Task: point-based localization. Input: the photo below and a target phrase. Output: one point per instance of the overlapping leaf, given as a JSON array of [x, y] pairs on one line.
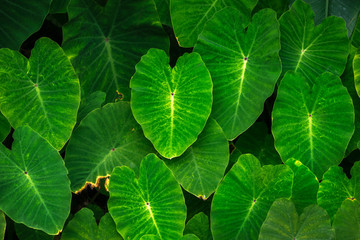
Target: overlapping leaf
[[305, 185], [19, 19], [313, 123], [336, 187], [152, 204], [83, 227], [257, 141], [34, 187], [347, 220], [309, 49], [244, 197], [106, 138], [284, 223], [171, 105], [189, 16], [244, 65], [42, 92], [200, 169], [105, 43]]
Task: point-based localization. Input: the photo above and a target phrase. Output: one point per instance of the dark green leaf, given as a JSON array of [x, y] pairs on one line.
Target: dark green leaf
[[105, 43], [152, 204], [171, 105], [34, 187], [244, 65], [200, 169], [106, 138], [42, 92], [313, 123], [244, 197]]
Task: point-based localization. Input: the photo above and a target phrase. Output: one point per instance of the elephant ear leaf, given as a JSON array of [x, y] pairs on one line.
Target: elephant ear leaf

────────────────────────────────────────

Revise all the rows above, changing "target phrase" to "search phrase" wherever it appears and leaving everything else untouched. Leave out the pictures.

Task: point-based localization. Input: the photo below and a search phrase. Output: one point per instance of the overlapping leaf, given as a JSON array of [x, y] pairs on one line.
Target: overlapping leaf
[[305, 185], [19, 19], [313, 123], [336, 187], [152, 204], [83, 227], [257, 141], [34, 187], [347, 220], [309, 49], [244, 197], [106, 138], [284, 223], [171, 105], [189, 16], [244, 65], [42, 92], [200, 169], [105, 43]]
Task: point-based localization. Input: the photo above and a search phrase. Output: one point per instance of the dark green leaf, given as a JSON array of [x, y] pairs on one line.
Target: dark green leaf
[[105, 43], [152, 204], [171, 105], [34, 187], [244, 65], [200, 169], [106, 138], [42, 92], [313, 123], [244, 197]]
Task: point-based localization. Input: the photo above and a search phrase. Output: one point per instance of the elephant ear leaf, given as a JSON array of [x, y] pairs on one line.
Target: elephant ear leaf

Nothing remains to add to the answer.